__What is expected__
Render the stretch of the data from the line containing "the cloud bank?" through the line containing "[359,372,466,486]" as a Markdown table with two columns, Row and Line, numbering each row and omitting blank lines.

__Records shown__
* Begin *

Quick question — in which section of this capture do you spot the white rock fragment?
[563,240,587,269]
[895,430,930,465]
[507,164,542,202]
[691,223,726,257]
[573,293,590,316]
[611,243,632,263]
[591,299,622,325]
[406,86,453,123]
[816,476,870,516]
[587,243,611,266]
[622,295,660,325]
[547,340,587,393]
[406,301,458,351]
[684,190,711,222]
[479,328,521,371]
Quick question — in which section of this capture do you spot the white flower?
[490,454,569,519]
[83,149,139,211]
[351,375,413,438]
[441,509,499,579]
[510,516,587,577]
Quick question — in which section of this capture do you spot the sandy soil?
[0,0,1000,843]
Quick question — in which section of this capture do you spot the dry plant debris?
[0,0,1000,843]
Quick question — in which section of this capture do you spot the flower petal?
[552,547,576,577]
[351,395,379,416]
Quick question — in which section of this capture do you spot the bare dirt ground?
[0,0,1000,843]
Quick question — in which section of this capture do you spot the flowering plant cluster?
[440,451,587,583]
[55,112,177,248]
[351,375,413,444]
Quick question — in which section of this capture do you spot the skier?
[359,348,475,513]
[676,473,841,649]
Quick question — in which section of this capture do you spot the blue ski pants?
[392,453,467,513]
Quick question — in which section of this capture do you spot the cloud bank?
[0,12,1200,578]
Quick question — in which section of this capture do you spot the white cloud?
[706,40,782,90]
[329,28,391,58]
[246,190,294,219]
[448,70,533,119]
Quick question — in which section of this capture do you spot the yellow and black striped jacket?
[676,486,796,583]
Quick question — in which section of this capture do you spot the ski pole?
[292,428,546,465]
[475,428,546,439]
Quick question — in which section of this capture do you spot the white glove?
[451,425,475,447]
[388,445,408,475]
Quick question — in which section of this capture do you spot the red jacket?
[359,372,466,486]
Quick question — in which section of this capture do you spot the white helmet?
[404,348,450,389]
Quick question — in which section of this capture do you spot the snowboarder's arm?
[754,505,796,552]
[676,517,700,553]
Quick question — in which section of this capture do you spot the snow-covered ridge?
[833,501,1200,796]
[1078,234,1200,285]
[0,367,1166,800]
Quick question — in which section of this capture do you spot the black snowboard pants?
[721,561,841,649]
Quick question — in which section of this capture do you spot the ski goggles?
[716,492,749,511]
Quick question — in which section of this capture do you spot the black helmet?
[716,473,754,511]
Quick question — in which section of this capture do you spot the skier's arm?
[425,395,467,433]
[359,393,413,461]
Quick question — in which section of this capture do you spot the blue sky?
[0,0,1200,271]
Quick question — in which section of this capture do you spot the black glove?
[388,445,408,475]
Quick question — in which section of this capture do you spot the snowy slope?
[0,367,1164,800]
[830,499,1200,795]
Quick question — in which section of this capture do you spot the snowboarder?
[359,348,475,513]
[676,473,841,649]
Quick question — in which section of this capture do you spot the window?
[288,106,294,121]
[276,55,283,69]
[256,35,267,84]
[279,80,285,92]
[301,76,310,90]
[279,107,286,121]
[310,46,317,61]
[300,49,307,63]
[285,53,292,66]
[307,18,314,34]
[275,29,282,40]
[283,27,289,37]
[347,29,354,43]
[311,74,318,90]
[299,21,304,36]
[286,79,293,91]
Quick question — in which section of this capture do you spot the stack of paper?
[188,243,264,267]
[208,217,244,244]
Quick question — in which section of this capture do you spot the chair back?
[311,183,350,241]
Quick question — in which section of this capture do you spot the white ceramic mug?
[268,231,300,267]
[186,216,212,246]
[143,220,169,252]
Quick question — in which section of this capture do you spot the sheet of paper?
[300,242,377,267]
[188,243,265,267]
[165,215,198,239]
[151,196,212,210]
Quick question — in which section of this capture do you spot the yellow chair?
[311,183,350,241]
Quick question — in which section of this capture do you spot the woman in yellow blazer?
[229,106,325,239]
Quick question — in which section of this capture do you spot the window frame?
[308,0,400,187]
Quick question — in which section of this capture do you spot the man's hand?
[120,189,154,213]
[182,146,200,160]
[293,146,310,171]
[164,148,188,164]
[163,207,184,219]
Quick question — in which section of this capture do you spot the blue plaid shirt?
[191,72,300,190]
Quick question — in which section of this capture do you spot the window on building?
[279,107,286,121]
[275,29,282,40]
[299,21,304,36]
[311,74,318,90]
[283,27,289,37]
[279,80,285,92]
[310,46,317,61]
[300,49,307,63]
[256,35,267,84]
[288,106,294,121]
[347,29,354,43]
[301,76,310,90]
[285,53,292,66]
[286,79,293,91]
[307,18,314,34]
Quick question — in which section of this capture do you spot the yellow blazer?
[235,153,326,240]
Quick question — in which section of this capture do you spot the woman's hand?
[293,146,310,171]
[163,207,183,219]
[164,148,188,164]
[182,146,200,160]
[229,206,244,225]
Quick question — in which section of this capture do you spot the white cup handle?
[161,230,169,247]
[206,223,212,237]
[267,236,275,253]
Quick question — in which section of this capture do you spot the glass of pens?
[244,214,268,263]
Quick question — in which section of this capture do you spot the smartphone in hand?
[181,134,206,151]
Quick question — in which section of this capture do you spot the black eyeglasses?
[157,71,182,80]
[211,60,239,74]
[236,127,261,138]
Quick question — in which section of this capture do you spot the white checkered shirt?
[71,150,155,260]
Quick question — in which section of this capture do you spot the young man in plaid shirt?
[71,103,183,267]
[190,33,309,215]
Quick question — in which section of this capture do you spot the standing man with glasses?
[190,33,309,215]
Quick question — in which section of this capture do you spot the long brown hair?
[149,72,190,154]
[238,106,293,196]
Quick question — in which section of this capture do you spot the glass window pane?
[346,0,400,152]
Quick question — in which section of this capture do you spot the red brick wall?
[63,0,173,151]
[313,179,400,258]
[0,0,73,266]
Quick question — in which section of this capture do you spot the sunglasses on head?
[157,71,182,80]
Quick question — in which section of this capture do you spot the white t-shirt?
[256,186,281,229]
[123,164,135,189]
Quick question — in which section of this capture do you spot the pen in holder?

* End *

__Final result__
| Row | Line |
|---|---|
| 1 | Quick question — in which section of this capture do you spot the cloud bank? |
| 2 | [0,12,1200,578] |
| 3 | Quick question — in which section of this capture do you spot the white cloud? |
| 4 | [706,40,782,90] |
| 5 | [329,28,391,58] |
| 6 | [246,190,294,219] |
| 7 | [448,70,533,119] |
| 8 | Quick question — in which section of this capture do you spot the yellow and black striped jacket? |
| 9 | [676,486,796,583] |
| 10 | Quick question — in which section of this capture do you spot the ski pole? |
| 11 | [292,428,546,465] |
| 12 | [475,428,546,439] |
| 13 | Quick question — in which section of this capture do you spot the white glove? |
| 14 | [451,425,475,447] |
| 15 | [388,445,408,475] |
| 16 | Quick question — in which section of this capture do you spot the red jacket? |
| 17 | [359,372,466,486] |